→ EXERCISE DIRECTIONS
Make an exact copy of the records, dropping all pictures.
BEGIN
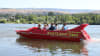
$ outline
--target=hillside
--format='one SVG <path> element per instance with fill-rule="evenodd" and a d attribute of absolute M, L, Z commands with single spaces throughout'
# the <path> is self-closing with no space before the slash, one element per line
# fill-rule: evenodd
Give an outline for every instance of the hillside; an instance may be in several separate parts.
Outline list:
<path fill-rule="evenodd" d="M 1 8 L 0 14 L 47 14 L 54 12 L 55 14 L 76 14 L 76 13 L 100 13 L 100 11 L 89 9 L 57 9 L 57 8 Z"/>

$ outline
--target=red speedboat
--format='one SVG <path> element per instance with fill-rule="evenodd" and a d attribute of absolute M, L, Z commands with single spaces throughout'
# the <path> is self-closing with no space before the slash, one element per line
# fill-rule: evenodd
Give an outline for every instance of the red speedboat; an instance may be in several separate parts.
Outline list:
END
→ THE RESULT
$ outline
--target=hillside
--format='one SVG <path> element per instance with fill-rule="evenodd" and a d attribute of absolute M, L, Z commands with single spaces throughout'
# the <path> is self-closing with no space before the slash, one element per line
# fill-rule: evenodd
Give an outline for every instance of the hillside; an instance may be in several separate parts.
Outline list:
<path fill-rule="evenodd" d="M 1 8 L 0 14 L 47 14 L 54 12 L 55 14 L 76 14 L 76 13 L 100 13 L 100 11 L 89 9 L 57 9 L 57 8 Z"/>

$ outline
--target=red speedboat
--format='one SVG <path> element per instance with fill-rule="evenodd" and a d attribute of absolute M, L, Z commands with single spaces throughout'
# the <path> is self-closing with no space before the slash, one element per line
# fill-rule: evenodd
Give an outline for every instance of the red speedboat; an instance may be in several separate parts.
Outline list:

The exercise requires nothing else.